* TASK DESCRIPTION: Return every line of the material below unchanged, character for character.

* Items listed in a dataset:
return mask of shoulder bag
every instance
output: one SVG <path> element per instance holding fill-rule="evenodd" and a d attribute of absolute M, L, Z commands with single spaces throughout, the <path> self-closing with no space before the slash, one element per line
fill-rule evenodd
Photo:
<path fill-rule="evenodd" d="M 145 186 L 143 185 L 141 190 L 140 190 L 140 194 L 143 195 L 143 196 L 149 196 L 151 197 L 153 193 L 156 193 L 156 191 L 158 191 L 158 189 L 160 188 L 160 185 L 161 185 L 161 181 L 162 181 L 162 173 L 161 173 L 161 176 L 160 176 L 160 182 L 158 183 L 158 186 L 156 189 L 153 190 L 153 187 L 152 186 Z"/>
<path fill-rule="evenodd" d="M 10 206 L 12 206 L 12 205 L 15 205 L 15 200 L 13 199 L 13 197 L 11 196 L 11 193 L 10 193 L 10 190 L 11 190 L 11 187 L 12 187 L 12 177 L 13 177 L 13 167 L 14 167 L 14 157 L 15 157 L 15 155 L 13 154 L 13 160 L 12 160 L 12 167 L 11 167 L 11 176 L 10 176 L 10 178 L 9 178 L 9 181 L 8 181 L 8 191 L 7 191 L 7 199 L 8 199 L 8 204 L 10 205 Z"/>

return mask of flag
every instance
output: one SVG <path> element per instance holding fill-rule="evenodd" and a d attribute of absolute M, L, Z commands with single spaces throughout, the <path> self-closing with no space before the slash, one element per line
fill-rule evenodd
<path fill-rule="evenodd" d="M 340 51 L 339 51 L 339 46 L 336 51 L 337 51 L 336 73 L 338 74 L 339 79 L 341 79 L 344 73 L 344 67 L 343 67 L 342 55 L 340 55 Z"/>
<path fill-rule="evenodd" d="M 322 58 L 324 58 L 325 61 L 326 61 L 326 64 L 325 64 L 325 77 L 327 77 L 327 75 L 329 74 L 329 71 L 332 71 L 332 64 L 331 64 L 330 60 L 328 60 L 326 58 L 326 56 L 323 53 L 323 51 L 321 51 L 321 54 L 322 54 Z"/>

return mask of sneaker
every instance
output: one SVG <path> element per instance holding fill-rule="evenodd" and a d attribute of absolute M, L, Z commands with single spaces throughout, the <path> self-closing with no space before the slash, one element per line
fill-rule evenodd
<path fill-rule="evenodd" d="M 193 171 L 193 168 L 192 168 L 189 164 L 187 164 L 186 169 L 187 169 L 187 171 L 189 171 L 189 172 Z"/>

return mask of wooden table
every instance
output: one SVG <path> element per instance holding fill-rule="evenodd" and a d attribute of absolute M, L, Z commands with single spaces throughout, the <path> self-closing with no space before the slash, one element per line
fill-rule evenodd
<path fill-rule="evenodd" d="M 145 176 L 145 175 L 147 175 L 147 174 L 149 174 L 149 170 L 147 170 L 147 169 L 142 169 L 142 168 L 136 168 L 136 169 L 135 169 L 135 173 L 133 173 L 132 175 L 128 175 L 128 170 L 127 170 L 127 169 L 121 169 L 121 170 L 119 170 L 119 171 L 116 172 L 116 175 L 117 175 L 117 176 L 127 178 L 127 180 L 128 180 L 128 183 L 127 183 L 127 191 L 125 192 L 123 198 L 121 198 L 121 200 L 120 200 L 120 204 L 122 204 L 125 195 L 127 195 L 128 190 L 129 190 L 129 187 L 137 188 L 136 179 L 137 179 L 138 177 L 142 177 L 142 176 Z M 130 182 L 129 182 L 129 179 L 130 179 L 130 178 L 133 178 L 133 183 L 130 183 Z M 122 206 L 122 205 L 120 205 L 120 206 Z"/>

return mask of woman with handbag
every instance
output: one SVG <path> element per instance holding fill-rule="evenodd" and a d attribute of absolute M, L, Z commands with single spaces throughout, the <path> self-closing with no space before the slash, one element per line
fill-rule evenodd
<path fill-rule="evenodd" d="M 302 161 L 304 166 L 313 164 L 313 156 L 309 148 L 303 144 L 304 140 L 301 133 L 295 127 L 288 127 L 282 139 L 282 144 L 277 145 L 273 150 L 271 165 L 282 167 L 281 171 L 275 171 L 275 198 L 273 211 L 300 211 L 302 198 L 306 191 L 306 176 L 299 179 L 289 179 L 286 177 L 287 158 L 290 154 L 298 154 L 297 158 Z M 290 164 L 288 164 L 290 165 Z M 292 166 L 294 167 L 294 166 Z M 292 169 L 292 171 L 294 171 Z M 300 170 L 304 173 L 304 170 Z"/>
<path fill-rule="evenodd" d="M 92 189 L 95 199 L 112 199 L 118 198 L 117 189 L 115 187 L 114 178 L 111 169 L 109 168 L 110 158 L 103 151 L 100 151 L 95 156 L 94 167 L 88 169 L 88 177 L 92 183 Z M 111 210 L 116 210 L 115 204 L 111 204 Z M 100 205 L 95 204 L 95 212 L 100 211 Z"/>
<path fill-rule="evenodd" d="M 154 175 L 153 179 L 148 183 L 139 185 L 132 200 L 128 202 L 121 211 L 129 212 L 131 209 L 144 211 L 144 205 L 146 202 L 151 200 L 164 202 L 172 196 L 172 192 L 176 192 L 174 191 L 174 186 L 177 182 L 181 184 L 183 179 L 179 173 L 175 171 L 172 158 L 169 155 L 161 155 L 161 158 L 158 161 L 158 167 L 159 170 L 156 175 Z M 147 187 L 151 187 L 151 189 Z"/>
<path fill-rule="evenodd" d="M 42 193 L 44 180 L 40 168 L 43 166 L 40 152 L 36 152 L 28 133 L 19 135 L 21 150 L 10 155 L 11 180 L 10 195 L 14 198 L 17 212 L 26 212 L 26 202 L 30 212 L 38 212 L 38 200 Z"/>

* PROBLEM SOLUTION:
return mask of shoulder bag
every instance
output: one SVG <path> element per instance holding fill-rule="evenodd" and a d attribute of absolute M, L, Z commands with single spaces throughout, the <path> self-closing with no space before the slash, one element per line
fill-rule evenodd
Photo:
<path fill-rule="evenodd" d="M 145 186 L 143 185 L 141 190 L 140 190 L 140 194 L 143 195 L 143 196 L 149 196 L 151 197 L 153 193 L 156 193 L 156 191 L 158 191 L 158 189 L 160 188 L 160 185 L 161 185 L 161 181 L 162 181 L 162 173 L 161 173 L 161 176 L 160 176 L 160 182 L 158 183 L 158 186 L 156 189 L 153 190 L 153 187 L 152 186 Z"/>
<path fill-rule="evenodd" d="M 10 206 L 12 206 L 12 205 L 15 205 L 15 200 L 13 199 L 13 197 L 11 196 L 11 193 L 10 193 L 10 190 L 11 190 L 11 187 L 12 187 L 12 177 L 13 177 L 13 167 L 14 167 L 14 157 L 15 157 L 15 155 L 13 154 L 13 160 L 12 160 L 12 167 L 11 167 L 11 176 L 10 176 L 10 178 L 9 178 L 9 181 L 8 181 L 8 191 L 7 191 L 7 199 L 8 199 L 8 204 L 10 205 Z"/>

return mask of flag
every instance
output: one SVG <path> element per instance holding fill-rule="evenodd" and a d attribute of absolute M, L, Z commands with single spaces throughout, the <path> self-closing with no space before the slash, one element per line
fill-rule evenodd
<path fill-rule="evenodd" d="M 340 51 L 339 51 L 339 46 L 336 51 L 337 51 L 336 73 L 338 74 L 339 79 L 341 79 L 344 73 L 344 67 L 343 67 L 342 55 L 340 55 Z"/>
<path fill-rule="evenodd" d="M 322 58 L 324 58 L 325 61 L 326 61 L 326 64 L 325 64 L 325 77 L 327 77 L 327 75 L 329 74 L 329 71 L 332 71 L 332 64 L 331 64 L 330 60 L 328 60 L 326 58 L 326 56 L 323 53 L 323 51 L 321 51 L 321 54 L 322 54 Z"/>

return mask of sneaker
every instance
output: one SVG <path> element per instance holding fill-rule="evenodd" and a d attribute of absolute M, L, Z commands with single spaces throughout, the <path> self-closing with no space before the slash, one element per line
fill-rule evenodd
<path fill-rule="evenodd" d="M 193 171 L 193 168 L 192 168 L 189 164 L 187 164 L 186 169 L 187 169 L 187 171 L 189 171 L 189 172 Z"/>

return mask of wooden table
every instance
output: one SVG <path> element per instance holding fill-rule="evenodd" and a d attribute of absolute M, L, Z commands with single spaces throughout, the <path> self-closing with no space before the slash, one element per line
fill-rule evenodd
<path fill-rule="evenodd" d="M 145 176 L 145 175 L 147 175 L 147 174 L 149 174 L 149 170 L 147 170 L 147 169 L 142 169 L 142 168 L 136 168 L 136 169 L 135 169 L 135 173 L 133 173 L 132 175 L 128 175 L 128 170 L 127 170 L 127 169 L 121 169 L 121 170 L 119 170 L 119 171 L 116 172 L 116 175 L 117 175 L 117 176 L 127 178 L 127 180 L 128 180 L 128 183 L 127 183 L 127 191 L 125 192 L 123 198 L 121 198 L 121 200 L 120 200 L 120 204 L 122 204 L 125 195 L 127 195 L 128 190 L 129 190 L 129 187 L 137 188 L 136 179 L 137 179 L 138 177 L 142 177 L 142 176 Z M 130 182 L 129 182 L 129 179 L 130 179 L 130 178 L 133 178 L 133 183 L 130 183 Z M 122 206 L 122 205 L 120 205 L 120 206 Z"/>

return mask of woman with handbag
every instance
output: one SVG <path> element per instance holding fill-rule="evenodd" and a d attribute of absolute M, L, Z commands with single spaces throughout, the <path> self-closing with no space before the slash, one element per line
fill-rule evenodd
<path fill-rule="evenodd" d="M 302 161 L 304 166 L 313 164 L 313 156 L 309 148 L 303 144 L 304 140 L 301 133 L 295 127 L 288 127 L 282 139 L 282 144 L 277 145 L 273 150 L 271 165 L 282 167 L 281 171 L 275 171 L 275 198 L 273 211 L 300 211 L 302 198 L 306 191 L 306 176 L 299 179 L 289 179 L 286 177 L 287 158 L 290 154 L 298 154 L 297 158 Z M 290 164 L 288 164 L 290 165 Z M 292 166 L 294 167 L 294 166 Z M 292 169 L 292 171 L 294 171 Z M 300 170 L 304 173 L 304 170 Z"/>
<path fill-rule="evenodd" d="M 92 189 L 95 199 L 112 199 L 118 198 L 117 189 L 115 187 L 114 178 L 111 169 L 109 168 L 110 158 L 103 151 L 100 151 L 95 156 L 94 167 L 88 169 L 88 177 L 92 183 Z M 111 210 L 116 210 L 115 204 L 111 204 Z M 100 205 L 95 204 L 95 212 L 100 211 Z"/>
<path fill-rule="evenodd" d="M 154 175 L 153 179 L 148 183 L 139 185 L 132 200 L 128 202 L 121 211 L 129 212 L 131 209 L 144 211 L 144 205 L 146 202 L 151 200 L 164 202 L 172 196 L 172 192 L 176 192 L 174 191 L 174 186 L 177 182 L 181 184 L 183 179 L 179 173 L 175 171 L 172 158 L 169 155 L 161 155 L 161 158 L 158 161 L 158 167 L 159 170 L 156 175 Z M 147 187 L 151 187 L 151 189 Z"/>
<path fill-rule="evenodd" d="M 42 193 L 44 180 L 40 168 L 43 166 L 40 152 L 36 152 L 28 133 L 19 135 L 21 150 L 10 155 L 11 180 L 10 195 L 14 198 L 17 212 L 26 212 L 26 202 L 30 212 L 38 212 L 38 200 Z"/>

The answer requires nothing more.